▶ [Aufgaben]
a – Womit stach Luigi Lucheni laut dem Text über den Narrenturm der Kaiserin ins Herz?
b – Nennen Sie alle Jahreszahlen, die im Text über den Narrenturm vorkommen.
c – Schreiben Sie den Text über den Narrenturm im Anschluss an seinen letzten Satz weiter.

___ Zu prüfender Text

Ausgestopftes Mädchen aus dem 18. Jahrhundert
Eine makabere Geschichte verbirgt sich hinter den ausgestellten Pestkulturen: Sie waren 1897 von Wiener Medizinern zu Forschungszwecken aus Indien eingeführt worden. Durch Unvorsichtigkeit steckte sich ein Spitalsdiener bei einem Versuchs-Meerschweinchen an und infizierte auch gleich noch den Leiter der Expedition, Hermann Müller, der den eigenen qualvollen Krankheitsverlauf bis zum letzten Atemzug dokumentierte. Die insgesamt drei Pestopfer zu einer Zeit, als die Krankheit in Europa längst ausgerottet war, versetzten die ganze Stadt in Panik und Aufruhr. „Das ist Wien!“, seufzt Teschler-Nicola.
Bizarr ist auch der Totenschädel eines Teilnehmers der ersten Weltumseglung der österreichischen Kriegsmarine von 1858: Der Kopf wurde von seinen Kameraden angeblich aus dem Magen eines Haifisches geborgen. Zu den ältesten Stücken gehören der ausgestopfte Körper eines vierjährigen Mädchens, das 1750 an Hautinfektionen starb, sowie Bein- und Beckenknochen eines 2,40 Meter großen Türken, der sich 1683 an der Belagerung Wiens beteiligt hatte.
Köpfe und Hände schockieren am meisten
Das berühmteste Exponat, das jemals im Narrenturm aufbewahrt wurde, ruht nun schon seit 14 Jahren in den Anatomiegräbern des Wiener Zentralfriedhofs: Es war der abgetrennte Kopf des Sissi-Mörders Luigi Lucheni. Der Anarchist hatte der Kaiserin 1898 mit einer Feile ins Herz gestochen. Sein Gehirn sollte im Narrenturm untersucht werden, doch dazu kam es nie.
Die Feuchtpräparate sind nicht allgemein zugänglich, sondern nur nach vorheriger Anmeldung. „Wir haben immer im Hinterkopf, dass da eigentlich ein Mensch dahintersteckt“, erläutert Eduard Winter. Er ist der Verwalter der Sammlung, ein erstaunlich munterer junger Mann mit Spitzbart und weißem Kittel. Natürlich sei so ein Präparat auch „ein bisschen grauselig“, sagt er. Außer auf Köpfe reagieren Besucher vor allem auf Hände. „Hände schockieren extrem, weil man selbst ununterbrochen auf seine Hände schaut und jede Hand individuell ist“, sagt Winter. „Ich sage auch zu jedem Lehrer: Bitte drauf vorbereiten!“
Reise-Infos
Anreise: Mit Air Berlin (030/34343434, www.airberlin.com) oder Germanwings (01806/32 03 20, www.germanwings.com) ab Düsseldorf nach Wien.

______
___ Bereitgestellte Daten

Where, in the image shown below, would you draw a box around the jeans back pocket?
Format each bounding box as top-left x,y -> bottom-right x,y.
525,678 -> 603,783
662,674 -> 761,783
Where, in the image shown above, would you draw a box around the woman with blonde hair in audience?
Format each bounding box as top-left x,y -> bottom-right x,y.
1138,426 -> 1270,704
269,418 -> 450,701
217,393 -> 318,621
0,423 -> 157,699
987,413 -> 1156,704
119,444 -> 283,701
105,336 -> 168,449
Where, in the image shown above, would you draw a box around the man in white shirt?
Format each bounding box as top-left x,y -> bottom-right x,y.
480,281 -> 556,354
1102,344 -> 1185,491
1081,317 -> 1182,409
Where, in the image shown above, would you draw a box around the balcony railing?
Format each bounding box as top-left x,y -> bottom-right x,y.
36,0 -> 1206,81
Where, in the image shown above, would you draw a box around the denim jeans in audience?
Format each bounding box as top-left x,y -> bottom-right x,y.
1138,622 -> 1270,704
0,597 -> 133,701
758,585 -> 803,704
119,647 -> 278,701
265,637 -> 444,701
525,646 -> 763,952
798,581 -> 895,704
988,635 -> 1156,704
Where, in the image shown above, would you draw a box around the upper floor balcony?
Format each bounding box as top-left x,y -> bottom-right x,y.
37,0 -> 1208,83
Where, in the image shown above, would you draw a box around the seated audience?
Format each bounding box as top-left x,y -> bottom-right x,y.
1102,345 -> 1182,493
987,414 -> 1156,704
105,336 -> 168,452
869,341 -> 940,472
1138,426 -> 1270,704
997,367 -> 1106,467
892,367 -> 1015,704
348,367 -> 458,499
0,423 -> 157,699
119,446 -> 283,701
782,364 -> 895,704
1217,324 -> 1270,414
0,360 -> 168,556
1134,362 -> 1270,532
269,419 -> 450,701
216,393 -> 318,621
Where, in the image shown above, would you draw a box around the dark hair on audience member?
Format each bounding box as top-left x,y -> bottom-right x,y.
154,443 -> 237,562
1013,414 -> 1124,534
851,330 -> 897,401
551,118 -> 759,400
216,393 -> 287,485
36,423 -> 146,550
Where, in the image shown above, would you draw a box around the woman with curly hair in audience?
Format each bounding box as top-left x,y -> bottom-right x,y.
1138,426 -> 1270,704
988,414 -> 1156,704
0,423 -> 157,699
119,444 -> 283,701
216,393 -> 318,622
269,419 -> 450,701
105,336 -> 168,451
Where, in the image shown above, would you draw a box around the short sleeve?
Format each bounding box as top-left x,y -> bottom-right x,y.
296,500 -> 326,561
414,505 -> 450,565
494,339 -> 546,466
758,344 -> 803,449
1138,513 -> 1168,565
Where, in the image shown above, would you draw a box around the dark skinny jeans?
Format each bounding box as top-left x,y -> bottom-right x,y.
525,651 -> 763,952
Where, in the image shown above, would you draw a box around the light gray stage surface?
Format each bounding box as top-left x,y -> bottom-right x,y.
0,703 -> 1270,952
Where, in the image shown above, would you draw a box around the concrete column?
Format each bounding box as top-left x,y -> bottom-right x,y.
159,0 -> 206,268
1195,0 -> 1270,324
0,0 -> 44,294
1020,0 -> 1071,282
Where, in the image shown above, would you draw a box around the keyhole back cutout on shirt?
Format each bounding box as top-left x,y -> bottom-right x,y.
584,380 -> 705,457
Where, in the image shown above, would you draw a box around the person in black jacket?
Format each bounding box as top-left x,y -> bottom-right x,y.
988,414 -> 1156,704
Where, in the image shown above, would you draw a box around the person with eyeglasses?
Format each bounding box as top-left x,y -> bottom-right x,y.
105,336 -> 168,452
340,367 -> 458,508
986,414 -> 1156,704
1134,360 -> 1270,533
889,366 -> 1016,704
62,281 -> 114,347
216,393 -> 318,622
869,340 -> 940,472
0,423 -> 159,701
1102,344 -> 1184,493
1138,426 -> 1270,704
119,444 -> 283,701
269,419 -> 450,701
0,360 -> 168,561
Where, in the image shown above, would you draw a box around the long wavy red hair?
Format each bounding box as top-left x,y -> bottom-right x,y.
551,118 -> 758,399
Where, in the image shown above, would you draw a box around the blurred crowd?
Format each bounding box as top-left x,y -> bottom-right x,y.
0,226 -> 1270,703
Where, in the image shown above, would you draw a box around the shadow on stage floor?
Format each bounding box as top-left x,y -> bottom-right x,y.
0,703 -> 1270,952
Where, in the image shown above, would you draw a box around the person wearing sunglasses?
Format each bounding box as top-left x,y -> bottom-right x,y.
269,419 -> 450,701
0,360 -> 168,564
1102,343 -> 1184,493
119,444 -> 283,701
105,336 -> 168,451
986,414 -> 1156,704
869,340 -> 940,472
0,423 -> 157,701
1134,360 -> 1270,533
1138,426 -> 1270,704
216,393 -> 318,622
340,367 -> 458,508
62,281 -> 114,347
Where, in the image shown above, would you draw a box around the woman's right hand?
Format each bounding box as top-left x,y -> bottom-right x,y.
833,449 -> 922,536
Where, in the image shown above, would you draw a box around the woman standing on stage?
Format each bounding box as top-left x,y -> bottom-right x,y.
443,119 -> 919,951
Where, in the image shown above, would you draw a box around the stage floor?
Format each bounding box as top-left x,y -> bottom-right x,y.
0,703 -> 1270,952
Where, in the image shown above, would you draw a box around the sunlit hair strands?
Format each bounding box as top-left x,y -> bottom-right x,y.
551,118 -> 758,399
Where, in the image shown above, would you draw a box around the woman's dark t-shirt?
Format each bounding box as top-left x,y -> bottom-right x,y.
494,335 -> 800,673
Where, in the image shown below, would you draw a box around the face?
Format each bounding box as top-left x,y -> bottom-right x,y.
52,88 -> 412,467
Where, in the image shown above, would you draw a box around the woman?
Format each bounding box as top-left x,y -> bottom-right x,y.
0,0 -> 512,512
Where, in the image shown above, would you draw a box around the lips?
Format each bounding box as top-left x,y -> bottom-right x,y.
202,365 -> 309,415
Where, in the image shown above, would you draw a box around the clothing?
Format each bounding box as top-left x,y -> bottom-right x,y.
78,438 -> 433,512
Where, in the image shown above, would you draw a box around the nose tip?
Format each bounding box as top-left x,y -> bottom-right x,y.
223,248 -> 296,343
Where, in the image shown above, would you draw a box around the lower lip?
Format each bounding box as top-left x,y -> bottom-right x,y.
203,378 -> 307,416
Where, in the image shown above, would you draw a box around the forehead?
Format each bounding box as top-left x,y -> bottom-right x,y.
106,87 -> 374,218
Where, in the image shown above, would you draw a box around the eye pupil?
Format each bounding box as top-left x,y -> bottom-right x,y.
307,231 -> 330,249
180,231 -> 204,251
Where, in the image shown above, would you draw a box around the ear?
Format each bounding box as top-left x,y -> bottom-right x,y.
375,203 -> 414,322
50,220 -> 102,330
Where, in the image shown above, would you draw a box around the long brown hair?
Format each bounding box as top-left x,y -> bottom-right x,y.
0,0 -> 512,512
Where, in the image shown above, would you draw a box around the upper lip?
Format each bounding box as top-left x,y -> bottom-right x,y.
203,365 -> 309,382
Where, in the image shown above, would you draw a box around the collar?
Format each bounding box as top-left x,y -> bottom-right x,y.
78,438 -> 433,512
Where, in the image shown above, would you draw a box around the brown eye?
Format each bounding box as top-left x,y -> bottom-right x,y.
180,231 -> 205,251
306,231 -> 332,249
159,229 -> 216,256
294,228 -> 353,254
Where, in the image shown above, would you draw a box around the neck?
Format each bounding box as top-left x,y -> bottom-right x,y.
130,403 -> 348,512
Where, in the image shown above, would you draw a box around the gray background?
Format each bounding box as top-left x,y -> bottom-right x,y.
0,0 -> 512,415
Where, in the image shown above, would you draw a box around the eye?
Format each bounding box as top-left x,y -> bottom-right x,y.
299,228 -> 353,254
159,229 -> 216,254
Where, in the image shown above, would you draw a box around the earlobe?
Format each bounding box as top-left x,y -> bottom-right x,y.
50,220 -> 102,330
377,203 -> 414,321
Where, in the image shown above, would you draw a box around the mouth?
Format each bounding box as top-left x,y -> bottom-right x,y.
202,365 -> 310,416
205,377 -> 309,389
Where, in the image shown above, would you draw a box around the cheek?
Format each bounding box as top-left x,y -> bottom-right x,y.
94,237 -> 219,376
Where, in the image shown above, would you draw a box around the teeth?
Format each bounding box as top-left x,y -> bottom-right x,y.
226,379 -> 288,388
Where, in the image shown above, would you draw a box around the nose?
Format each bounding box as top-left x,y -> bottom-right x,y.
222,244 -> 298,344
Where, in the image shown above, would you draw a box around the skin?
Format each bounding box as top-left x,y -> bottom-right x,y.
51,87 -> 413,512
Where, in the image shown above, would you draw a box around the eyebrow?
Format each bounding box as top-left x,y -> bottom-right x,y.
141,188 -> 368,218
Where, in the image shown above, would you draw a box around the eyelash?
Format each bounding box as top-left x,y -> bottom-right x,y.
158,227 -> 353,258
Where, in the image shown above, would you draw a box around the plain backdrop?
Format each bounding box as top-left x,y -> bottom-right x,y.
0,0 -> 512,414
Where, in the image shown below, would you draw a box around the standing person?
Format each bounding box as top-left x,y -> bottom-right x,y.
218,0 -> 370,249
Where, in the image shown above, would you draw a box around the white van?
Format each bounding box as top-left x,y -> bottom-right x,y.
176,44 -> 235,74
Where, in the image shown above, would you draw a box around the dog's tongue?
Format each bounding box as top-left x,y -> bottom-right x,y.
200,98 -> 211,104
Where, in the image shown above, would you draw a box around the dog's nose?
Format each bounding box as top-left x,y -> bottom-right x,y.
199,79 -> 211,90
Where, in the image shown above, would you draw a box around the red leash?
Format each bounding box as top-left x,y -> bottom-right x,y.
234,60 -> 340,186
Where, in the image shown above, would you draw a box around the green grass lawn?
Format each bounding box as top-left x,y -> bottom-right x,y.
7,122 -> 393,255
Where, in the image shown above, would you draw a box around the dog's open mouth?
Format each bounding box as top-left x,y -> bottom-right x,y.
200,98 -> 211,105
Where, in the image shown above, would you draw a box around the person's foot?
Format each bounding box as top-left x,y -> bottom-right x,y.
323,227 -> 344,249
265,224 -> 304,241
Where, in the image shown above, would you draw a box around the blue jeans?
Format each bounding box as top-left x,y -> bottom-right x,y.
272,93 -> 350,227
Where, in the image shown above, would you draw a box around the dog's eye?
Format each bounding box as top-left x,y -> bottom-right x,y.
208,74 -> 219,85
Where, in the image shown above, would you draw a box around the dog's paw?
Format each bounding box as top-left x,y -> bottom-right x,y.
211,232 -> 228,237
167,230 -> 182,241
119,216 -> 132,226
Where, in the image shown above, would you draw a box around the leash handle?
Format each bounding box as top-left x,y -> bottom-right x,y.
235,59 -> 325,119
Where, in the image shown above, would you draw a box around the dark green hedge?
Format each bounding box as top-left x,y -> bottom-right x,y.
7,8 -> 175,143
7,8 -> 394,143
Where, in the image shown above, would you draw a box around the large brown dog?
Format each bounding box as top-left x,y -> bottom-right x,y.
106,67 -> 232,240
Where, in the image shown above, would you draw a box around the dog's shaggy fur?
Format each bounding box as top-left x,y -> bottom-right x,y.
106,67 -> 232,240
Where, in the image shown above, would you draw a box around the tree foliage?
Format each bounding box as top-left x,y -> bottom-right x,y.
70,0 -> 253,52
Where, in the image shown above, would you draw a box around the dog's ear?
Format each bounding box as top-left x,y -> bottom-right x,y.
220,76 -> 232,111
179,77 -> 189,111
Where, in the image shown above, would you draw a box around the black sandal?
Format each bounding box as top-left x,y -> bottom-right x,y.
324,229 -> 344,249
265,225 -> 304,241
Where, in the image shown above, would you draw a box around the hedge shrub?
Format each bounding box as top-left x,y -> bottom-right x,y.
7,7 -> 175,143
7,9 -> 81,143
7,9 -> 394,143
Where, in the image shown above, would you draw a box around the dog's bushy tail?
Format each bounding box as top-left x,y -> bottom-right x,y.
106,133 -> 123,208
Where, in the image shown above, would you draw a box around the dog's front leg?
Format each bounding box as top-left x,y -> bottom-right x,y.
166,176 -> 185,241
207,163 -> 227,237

______

▶ [Antworten]
a – Mit einer Feile.

b – 1897, 1858, 1750, 1683, 1898

c –
Museum: Der Narrenturm in Wien ist mittwochs von 10 bis 18 Uhr und samstags von 10 bis 13 Uhr geöffnet. Der Eintritt kostet zwei Euro, jeweils zur vollen Stunde werden Führungen angeboten. Außerdem können außerhalb der festen Öffnungszeiten Führungen für Gruppen ab zwölf Personen mit unterschiedlichen Schwerpunkten vereinbart werden. Bereits seit mehreren Jahren wird der Narrenturm bei laufendem Museumsbetrieb saniert. Danach soll auch die Sammlung völlig neu präsentiert werden.
Veranstalter: Tui (0511/56 78 01 05, www.tui.com) hat Hotels in Wien im Angebot. Unterkünfte sind auch über Wien Tourismus buchbar.
Kontakt: Wien Tourismus, 0043/12 45 55, www.wien.info
25.000 Besucher lieben den realen Horror
Ihn selbst belastet sein Arbeitsplatz nicht im Geringsten. „Im Gegenteil, für mich ist es aufbauend: Ich geh’ hier durch und denke: ‘Ein Glück, die Krankheit da, die kannst du heute auch nicht mehr bekommen!’“
Ähnlich dürfte auch zu erklären sein, warum sich überhaupt jedes Jahr 25.000 Menschen dem Horror dieses Museums aussetzen: Indem man die Entstellungen der Kranken betrachtet, vergewissert man sich der eigenen Normalität.
Am Ende posiert Winter mit der Moulage eines Lepragesichts fürs Foto. „Die Vorlage hierfür haben wir auch als Feuchtpräparat“, erläutert er seiner Chefin Teschler-Nicola. „Soll ich es Ihnen zeigen?“ Aber die Frau Professorin winkt ab: „Ach, lassen Sie mal.“ Genug ist genug.